• _Do this_
Could you print every one of the items below word for word, changing nothing?

• _Task input_
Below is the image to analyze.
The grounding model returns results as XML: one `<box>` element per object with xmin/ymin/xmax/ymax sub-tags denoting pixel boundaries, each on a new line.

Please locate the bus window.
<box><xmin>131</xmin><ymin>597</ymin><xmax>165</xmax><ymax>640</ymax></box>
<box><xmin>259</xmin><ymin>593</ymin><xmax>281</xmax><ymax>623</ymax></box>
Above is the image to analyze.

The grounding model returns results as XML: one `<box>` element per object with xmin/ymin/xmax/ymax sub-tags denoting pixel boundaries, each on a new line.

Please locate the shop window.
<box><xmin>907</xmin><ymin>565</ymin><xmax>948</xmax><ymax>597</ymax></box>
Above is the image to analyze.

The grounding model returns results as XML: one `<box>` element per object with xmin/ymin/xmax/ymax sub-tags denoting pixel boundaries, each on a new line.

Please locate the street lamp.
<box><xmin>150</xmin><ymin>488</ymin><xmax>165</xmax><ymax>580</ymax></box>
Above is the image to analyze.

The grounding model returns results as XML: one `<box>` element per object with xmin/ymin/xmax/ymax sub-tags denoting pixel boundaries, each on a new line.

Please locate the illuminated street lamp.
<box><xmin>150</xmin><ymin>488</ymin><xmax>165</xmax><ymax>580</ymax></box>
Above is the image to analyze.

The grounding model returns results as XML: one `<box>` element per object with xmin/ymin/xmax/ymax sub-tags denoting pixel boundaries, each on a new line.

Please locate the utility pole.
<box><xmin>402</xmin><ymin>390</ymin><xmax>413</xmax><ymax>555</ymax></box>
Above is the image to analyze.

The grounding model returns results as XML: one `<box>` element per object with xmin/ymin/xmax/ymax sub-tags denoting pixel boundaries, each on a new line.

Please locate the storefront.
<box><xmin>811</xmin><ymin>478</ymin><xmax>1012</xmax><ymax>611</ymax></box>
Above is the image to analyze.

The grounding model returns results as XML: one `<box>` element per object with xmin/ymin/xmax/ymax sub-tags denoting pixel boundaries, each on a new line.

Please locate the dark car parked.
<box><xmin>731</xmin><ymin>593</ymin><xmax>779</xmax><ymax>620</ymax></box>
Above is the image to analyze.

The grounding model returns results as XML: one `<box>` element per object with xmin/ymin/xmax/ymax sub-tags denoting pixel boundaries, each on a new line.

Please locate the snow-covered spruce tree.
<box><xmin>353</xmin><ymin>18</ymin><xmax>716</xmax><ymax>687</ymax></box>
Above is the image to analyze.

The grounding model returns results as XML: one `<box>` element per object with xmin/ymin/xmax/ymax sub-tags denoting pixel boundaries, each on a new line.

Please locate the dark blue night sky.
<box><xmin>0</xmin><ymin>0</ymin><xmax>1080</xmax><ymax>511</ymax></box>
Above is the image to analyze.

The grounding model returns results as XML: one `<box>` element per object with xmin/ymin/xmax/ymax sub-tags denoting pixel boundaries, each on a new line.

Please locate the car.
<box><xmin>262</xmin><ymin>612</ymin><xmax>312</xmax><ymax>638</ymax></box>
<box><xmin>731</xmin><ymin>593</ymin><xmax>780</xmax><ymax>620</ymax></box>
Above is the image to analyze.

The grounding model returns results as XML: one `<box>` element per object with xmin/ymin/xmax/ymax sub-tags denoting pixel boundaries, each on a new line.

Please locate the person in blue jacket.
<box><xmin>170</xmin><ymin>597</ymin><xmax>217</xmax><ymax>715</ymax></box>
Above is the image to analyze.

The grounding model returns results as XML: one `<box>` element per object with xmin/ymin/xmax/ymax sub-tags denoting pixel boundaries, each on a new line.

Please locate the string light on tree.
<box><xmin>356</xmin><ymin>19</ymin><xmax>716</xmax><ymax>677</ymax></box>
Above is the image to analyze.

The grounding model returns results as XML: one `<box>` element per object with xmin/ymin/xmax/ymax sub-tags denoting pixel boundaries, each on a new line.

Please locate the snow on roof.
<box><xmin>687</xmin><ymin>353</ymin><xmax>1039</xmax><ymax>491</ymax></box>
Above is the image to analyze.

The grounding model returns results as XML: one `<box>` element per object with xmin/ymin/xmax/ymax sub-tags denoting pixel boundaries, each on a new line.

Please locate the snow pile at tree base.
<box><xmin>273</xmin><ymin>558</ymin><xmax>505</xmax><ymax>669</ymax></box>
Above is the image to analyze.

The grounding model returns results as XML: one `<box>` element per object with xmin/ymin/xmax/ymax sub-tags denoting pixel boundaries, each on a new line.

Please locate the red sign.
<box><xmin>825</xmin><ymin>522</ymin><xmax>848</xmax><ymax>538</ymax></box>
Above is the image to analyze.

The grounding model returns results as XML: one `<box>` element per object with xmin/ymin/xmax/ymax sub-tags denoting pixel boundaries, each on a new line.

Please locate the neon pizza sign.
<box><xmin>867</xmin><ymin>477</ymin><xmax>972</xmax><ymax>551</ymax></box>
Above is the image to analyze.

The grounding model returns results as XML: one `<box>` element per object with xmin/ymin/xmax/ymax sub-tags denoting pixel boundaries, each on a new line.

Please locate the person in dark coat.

• _Solution to this problem_
Below is the image to analyze.
The grounding model returns results as XML: one `<box>` element per object with xmin/ymin/xmax/ymax sub-tags denoting pixel boundaries, each on a new line.

Please locate the bus window.
<box><xmin>131</xmin><ymin>597</ymin><xmax>165</xmax><ymax>640</ymax></box>
<box><xmin>259</xmin><ymin>593</ymin><xmax>281</xmax><ymax>623</ymax></box>
Above is the image to analyze.

The grounding model returns results as XML: one `<box>` element per object with xmin/ymin/xmax/ymax sub-tags denoting pixel boundaries, each on a new line.

Please locate the shop window.
<box><xmin>907</xmin><ymin>565</ymin><xmax>948</xmax><ymax>597</ymax></box>
Above is the image to analyze.

The grounding model returns results as XML: one `<box>` element per object with xmin/ymin/xmax/ymax sub-tags denoting pixel boundaries, each on a new line.

Please locate the street lamp.
<box><xmin>150</xmin><ymin>488</ymin><xmax>165</xmax><ymax>580</ymax></box>
Above is the image to analyze.

The grounding model returns results as XML: one `<box>` element per object with xmin/ymin/xmax/ymax sub-tags denoting pixel boundaries, each on a new line.

Please locate the illuminated street lamp.
<box><xmin>150</xmin><ymin>488</ymin><xmax>165</xmax><ymax>580</ymax></box>
Above is the image to analyze.

The grounding model returns results as XML: one `<box>` element per object with xmin/ymin/xmax/ymax sub-tags denoting pixel boundaries, each on a new line.

Please locate the utility pole.
<box><xmin>402</xmin><ymin>390</ymin><xmax>413</xmax><ymax>555</ymax></box>
Above is the image to analyze.

The grounding model returns results as XML: one `<box>` element per object with xmin/ymin/xmax/ymax sub-tags denoting pixel boundaries, each on a new line.

Please locate the storefront.
<box><xmin>811</xmin><ymin>478</ymin><xmax>1012</xmax><ymax>611</ymax></box>
Above is the image to analyze.

The grounding model returns results as XML: one `<box>` element per object with xmin/ymin/xmax/ymax sub-tags denoting pixel boundaries, each on a new line.

Please locate the dark car parked.
<box><xmin>731</xmin><ymin>593</ymin><xmax>779</xmax><ymax>620</ymax></box>
Above is the image to analyze.

The grounding model returns results as XML: one `<box>` element per object with xmin/ymin/xmax/ymax sub-tags denoting pixel boundaries, each on a new line.

Please locate the snow-covered spruce tree.
<box><xmin>353</xmin><ymin>18</ymin><xmax>716</xmax><ymax>687</ymax></box>
Above is the image to analyze.

The grounding model returns results as XML: one `<box>` element per object with xmin/ymin/xmax/ymax sub-tags denoting pixel boundaries, each on a new line.

Please locate the dark blue night sky.
<box><xmin>0</xmin><ymin>0</ymin><xmax>1080</xmax><ymax>511</ymax></box>
Above is the image to analyze.

The grounding model returns results as XML: one `<box>` element per object with xmin/ymin/xmax/ymax sub-tags denoting pixel boundaries, each on a new line.

Please locate the car.
<box><xmin>262</xmin><ymin>612</ymin><xmax>312</xmax><ymax>638</ymax></box>
<box><xmin>731</xmin><ymin>593</ymin><xmax>780</xmax><ymax>620</ymax></box>
Above is the image to analyze.

The grounding model returns results as XML: one `<box>` element per object with xmin/ymin/xmax/ymax sub-tags denoting pixel boundaries, each on a new line.

Please locate the person in blue jacket.
<box><xmin>170</xmin><ymin>597</ymin><xmax>217</xmax><ymax>715</ymax></box>
Above is the image to analyze.

The grounding model returns results as XML: one `<box>` element per object with xmin/ymin/xmax/ymax sub-tags denoting pixel boundaries, each on a new line.

Please locate the string light on tree.
<box><xmin>356</xmin><ymin>19</ymin><xmax>716</xmax><ymax>677</ymax></box>
Above is the image to analyze.

The grounding model returns results as XML: one `<box>` element per object with xmin/ymin/xmax/ymax sub-tags denoting pixel boundaries, each on a new line.

Please locate the snow on roof.
<box><xmin>687</xmin><ymin>353</ymin><xmax>1039</xmax><ymax>491</ymax></box>
Above is the image to analyze.

The grounding model returns results as XML: one `<box>` element per object with xmin/ymin/xmax/ymax sub-tags denoting pixel boundaries, each on a new line.

Please locate the snow pile at tree base.
<box><xmin>273</xmin><ymin>558</ymin><xmax>505</xmax><ymax>669</ymax></box>
Above is the image to analyze.

The grounding model returns results as XML: one `<box>` element per object with xmin/ymin/xmax/ymax sub-tags denoting pixel boundaries, each on a new line.

Please locate the red sign.
<box><xmin>825</xmin><ymin>522</ymin><xmax>848</xmax><ymax>538</ymax></box>
Above is the image to analyze.

The grounding model returns results as XML: one `<box>` element per object with xmin/ymin/xmax/ymax sub-tags denoting pixel boundaries, each on a new line.

Please locate the neon pizza sign.
<box><xmin>867</xmin><ymin>477</ymin><xmax>972</xmax><ymax>551</ymax></box>
Above is the image to analyze.

The grounding model returns results as XML: one `<box>` element per object with xmin/ymin/xmax/ymax sub-tags denoting pixel boundaries, each on a new line.

Please locate the person in dark coat.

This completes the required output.